Task to complete:
Copy out everything from the start of the records down to the line containing "top-left (442, 126), bottom-right (464, 151)", swapping "yellow talon" for "sharp talon" and leaving all else unchanged.

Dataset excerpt

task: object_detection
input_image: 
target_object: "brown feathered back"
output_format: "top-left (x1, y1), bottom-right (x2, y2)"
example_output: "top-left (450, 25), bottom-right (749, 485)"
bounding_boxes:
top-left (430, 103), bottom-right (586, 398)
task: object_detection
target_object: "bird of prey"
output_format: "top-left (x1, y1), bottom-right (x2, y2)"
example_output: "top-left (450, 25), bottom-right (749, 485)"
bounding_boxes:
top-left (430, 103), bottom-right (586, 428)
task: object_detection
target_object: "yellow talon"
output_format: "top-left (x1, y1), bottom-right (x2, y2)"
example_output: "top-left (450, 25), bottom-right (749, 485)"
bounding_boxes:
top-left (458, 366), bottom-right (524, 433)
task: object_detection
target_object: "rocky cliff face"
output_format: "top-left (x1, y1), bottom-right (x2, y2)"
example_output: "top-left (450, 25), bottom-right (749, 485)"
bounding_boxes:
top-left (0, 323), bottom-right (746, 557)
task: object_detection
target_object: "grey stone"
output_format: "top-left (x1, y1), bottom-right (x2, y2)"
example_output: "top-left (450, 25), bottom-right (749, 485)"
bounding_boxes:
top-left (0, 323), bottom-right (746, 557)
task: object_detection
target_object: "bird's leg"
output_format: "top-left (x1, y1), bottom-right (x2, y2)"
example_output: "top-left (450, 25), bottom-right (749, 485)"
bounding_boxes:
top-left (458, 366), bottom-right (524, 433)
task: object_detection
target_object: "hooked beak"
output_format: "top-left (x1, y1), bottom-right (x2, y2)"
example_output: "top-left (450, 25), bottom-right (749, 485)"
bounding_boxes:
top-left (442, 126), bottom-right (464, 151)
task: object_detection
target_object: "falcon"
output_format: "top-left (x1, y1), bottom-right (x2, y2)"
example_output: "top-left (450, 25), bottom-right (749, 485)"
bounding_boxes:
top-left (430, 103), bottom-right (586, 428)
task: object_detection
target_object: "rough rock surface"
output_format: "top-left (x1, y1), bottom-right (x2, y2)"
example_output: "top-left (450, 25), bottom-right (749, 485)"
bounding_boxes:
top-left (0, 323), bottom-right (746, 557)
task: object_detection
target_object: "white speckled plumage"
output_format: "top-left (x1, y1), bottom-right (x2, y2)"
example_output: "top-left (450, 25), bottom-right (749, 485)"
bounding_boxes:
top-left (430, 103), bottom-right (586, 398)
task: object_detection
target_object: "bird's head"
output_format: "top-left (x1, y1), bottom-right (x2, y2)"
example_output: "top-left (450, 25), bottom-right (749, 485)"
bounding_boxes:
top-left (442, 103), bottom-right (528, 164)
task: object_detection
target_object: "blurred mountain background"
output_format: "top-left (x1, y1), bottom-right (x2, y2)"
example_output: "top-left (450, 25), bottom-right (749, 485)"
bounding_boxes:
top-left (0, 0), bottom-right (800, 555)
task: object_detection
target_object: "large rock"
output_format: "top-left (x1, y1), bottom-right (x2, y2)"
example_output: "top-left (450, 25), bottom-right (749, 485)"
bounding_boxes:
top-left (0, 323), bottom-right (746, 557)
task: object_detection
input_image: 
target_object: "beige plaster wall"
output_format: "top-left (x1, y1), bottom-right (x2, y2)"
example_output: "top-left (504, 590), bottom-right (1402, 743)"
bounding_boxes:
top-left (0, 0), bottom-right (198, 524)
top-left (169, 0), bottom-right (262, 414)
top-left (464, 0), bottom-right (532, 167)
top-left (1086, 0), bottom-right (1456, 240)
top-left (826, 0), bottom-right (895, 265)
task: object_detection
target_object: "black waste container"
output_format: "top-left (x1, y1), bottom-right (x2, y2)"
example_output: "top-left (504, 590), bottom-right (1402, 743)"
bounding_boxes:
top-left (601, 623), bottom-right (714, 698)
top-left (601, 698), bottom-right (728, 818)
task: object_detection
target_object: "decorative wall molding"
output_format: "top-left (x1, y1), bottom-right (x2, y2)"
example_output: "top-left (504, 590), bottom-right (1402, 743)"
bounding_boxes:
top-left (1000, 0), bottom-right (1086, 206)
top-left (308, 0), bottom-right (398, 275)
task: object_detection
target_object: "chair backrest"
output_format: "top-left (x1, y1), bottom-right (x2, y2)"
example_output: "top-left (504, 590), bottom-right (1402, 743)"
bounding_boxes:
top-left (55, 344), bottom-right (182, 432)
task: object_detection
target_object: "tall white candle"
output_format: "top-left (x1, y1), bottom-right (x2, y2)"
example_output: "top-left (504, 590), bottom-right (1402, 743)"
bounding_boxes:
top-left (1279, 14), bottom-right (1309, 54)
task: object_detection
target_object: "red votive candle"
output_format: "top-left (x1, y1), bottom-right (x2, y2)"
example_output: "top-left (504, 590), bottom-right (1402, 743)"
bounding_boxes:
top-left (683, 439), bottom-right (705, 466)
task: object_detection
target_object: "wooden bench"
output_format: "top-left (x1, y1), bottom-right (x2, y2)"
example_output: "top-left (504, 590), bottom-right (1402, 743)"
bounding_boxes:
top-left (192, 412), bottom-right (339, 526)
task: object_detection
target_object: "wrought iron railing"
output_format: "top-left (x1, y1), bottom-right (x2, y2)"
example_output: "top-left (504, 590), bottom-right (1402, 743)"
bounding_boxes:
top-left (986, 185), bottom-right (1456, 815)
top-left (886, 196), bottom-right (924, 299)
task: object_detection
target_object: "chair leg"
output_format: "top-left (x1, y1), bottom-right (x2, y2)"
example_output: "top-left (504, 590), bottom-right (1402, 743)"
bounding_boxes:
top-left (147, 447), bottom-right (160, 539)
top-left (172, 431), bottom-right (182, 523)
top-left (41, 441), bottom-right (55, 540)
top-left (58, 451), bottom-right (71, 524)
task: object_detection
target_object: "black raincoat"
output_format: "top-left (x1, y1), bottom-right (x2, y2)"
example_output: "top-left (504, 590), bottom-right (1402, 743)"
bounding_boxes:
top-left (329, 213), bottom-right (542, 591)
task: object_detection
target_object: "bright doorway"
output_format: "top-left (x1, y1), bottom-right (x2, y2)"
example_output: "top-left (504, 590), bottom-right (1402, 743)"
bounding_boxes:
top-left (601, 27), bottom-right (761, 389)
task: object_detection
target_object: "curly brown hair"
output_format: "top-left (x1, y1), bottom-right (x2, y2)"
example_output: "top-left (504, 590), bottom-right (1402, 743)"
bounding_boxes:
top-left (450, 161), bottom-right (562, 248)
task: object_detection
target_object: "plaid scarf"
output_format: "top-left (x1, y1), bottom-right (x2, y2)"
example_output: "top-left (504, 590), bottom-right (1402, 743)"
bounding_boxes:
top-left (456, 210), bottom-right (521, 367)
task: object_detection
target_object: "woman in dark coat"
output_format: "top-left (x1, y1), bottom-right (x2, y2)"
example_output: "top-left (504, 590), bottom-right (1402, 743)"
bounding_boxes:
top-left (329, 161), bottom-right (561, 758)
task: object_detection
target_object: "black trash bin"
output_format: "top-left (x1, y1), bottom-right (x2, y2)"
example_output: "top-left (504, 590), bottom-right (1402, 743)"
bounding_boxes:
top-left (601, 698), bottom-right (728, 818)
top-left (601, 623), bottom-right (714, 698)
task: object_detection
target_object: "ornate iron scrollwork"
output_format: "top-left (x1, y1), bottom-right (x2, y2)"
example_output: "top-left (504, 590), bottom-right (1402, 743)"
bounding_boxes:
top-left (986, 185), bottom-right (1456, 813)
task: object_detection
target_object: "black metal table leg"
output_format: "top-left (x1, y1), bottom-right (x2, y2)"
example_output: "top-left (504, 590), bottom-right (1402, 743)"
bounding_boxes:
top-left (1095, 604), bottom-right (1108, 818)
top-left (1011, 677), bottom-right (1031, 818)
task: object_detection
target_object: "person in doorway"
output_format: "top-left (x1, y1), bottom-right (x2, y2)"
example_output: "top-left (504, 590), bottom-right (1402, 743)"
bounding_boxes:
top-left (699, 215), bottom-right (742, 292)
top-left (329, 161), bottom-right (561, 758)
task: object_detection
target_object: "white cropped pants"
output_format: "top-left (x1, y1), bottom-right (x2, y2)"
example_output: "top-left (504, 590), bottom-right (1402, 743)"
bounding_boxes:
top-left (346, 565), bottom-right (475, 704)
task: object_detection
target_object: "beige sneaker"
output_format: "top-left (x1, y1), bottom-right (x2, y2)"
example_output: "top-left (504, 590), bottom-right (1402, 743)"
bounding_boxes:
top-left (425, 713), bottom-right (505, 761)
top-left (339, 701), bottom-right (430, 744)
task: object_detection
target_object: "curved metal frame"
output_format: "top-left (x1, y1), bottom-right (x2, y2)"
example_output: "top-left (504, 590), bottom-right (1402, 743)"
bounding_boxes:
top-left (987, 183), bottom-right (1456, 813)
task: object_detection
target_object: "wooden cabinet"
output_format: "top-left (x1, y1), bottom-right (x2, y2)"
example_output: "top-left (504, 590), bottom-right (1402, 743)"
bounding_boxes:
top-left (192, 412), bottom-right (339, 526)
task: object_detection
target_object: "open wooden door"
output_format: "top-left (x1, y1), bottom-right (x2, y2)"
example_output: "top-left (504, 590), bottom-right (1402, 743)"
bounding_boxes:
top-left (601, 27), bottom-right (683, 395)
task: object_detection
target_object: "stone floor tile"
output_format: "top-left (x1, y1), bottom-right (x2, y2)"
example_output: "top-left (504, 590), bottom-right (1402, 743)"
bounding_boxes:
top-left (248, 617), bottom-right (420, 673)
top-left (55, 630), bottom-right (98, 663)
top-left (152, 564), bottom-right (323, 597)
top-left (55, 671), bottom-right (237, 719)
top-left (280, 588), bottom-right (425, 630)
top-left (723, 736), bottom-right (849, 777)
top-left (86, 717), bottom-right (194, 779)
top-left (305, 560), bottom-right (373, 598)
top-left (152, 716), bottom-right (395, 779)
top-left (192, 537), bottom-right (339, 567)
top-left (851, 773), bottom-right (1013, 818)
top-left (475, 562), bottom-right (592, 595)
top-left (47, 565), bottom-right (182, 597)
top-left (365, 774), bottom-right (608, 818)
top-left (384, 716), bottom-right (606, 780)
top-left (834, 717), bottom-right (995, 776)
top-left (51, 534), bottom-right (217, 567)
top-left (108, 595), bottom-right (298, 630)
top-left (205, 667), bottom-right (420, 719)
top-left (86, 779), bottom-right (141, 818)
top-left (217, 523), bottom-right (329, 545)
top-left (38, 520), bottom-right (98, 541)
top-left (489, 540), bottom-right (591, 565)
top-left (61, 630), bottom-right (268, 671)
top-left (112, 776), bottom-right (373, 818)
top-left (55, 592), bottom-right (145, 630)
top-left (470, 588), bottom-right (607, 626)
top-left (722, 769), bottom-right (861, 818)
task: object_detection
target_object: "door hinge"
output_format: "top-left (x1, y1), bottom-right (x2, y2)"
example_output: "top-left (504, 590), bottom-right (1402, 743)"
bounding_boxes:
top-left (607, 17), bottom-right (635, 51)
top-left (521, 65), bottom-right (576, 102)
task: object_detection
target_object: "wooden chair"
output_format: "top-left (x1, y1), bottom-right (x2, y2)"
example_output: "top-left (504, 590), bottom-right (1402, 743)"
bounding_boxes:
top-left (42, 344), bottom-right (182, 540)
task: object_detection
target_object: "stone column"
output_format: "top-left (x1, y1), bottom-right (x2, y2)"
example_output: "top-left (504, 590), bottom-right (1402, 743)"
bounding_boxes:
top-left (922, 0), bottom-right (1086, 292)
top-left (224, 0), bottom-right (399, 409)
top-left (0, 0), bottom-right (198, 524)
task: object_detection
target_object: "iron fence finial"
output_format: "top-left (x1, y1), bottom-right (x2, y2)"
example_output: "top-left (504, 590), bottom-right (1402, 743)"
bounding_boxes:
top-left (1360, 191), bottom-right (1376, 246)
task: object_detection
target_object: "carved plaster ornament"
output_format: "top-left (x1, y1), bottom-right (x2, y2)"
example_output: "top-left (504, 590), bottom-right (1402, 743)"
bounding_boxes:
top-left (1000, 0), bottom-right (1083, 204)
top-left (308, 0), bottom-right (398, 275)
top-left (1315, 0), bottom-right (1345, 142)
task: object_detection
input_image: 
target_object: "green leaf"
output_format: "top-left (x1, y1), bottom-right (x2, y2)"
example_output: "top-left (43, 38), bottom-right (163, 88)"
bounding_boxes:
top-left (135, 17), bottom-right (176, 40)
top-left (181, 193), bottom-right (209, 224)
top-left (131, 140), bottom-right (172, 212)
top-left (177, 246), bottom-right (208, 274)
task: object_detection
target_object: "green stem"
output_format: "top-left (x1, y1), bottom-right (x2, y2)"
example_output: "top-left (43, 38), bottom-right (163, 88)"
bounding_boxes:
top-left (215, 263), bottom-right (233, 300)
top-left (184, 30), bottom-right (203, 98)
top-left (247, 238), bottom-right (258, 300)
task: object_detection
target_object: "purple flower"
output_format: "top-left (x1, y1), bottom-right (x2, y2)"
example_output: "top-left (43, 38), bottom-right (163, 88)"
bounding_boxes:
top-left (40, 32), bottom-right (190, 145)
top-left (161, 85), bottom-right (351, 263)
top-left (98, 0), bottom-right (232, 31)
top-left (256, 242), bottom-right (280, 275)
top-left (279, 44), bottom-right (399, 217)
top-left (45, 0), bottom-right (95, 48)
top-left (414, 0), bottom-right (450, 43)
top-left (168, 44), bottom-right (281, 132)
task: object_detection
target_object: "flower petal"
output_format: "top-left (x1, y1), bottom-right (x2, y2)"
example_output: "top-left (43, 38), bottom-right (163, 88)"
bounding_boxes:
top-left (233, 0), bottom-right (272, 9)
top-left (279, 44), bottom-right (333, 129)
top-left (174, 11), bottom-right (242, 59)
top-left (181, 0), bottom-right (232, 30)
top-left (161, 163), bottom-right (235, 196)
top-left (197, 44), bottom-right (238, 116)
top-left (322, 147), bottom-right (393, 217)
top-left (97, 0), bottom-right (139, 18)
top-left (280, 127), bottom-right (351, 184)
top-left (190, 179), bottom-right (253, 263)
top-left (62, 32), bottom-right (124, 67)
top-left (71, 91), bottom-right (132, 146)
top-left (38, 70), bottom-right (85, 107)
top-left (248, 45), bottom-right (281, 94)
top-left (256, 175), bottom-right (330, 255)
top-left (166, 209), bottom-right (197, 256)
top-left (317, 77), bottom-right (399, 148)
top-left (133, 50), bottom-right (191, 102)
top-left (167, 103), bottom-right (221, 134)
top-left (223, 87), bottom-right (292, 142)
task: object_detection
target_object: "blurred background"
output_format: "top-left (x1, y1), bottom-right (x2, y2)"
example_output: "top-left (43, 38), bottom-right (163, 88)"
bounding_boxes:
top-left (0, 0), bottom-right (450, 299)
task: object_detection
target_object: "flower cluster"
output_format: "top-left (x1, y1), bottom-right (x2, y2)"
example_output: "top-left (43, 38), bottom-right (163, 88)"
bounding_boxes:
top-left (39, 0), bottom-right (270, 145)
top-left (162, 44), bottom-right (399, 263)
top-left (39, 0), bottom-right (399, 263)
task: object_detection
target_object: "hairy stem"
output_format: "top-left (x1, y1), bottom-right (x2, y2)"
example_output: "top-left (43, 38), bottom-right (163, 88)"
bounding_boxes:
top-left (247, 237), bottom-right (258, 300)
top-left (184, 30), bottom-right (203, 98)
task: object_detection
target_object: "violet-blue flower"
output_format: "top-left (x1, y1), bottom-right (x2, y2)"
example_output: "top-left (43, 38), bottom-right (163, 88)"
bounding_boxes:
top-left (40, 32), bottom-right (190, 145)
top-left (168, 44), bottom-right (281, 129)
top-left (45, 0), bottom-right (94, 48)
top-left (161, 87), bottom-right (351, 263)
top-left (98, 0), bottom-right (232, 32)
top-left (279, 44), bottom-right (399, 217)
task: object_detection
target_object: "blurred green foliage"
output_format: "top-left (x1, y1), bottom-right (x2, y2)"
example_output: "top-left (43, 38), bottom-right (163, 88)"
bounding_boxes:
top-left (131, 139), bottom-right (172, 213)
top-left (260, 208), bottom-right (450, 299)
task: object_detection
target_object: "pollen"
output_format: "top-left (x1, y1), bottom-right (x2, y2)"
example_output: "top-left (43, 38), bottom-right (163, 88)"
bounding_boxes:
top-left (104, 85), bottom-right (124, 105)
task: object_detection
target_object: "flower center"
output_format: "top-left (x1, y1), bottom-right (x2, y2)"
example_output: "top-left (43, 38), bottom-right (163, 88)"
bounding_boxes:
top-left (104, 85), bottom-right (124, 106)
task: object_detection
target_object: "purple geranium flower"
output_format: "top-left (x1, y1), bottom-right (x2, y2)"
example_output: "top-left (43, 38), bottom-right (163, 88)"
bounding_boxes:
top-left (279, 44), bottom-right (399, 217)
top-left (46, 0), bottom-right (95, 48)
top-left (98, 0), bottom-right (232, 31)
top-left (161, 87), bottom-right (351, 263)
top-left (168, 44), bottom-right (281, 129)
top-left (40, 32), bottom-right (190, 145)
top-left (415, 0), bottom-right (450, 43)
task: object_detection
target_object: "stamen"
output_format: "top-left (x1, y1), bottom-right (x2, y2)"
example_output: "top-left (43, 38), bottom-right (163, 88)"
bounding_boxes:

Response to the task:
task: object_detection
input_image: 
target_object: "brown feathered back"
output_format: "top-left (x1, y1), bottom-right (x2, y2)"
example_output: "top-left (450, 25), bottom-right (749, 485)"
bounding_boxes:
top-left (430, 103), bottom-right (586, 398)
task: object_detection
target_object: "bird of prey"
output_format: "top-left (x1, y1), bottom-right (x2, y2)"
example_output: "top-left (450, 25), bottom-right (749, 485)"
bounding_boxes:
top-left (430, 103), bottom-right (586, 428)
task: object_detection
target_object: "sharp talon"
output_format: "top-left (x1, y1), bottom-right (x2, y2)"
example_output: "top-left (450, 25), bottom-right (749, 485)"
bounding_boxes:
top-left (458, 366), bottom-right (524, 433)
task: object_detection
target_object: "rocky cliff face"
output_format: "top-left (x1, y1), bottom-right (x2, y2)"
example_output: "top-left (450, 25), bottom-right (749, 485)"
bounding_boxes:
top-left (0, 323), bottom-right (746, 557)
task: object_detection
target_object: "grey stone"
output_format: "top-left (x1, y1), bottom-right (x2, y2)"
example_output: "top-left (450, 25), bottom-right (749, 485)"
bounding_boxes:
top-left (0, 323), bottom-right (746, 557)
task: object_detection
target_object: "bird's leg"
output_format: "top-left (x1, y1), bottom-right (x2, y2)"
example_output: "top-left (450, 25), bottom-right (749, 485)"
bounding_boxes:
top-left (458, 366), bottom-right (524, 433)
task: object_detection
target_object: "hooked beak"
output_format: "top-left (x1, y1), bottom-right (x2, y2)"
example_output: "top-left (450, 25), bottom-right (749, 485)"
bounding_boxes:
top-left (442, 126), bottom-right (464, 151)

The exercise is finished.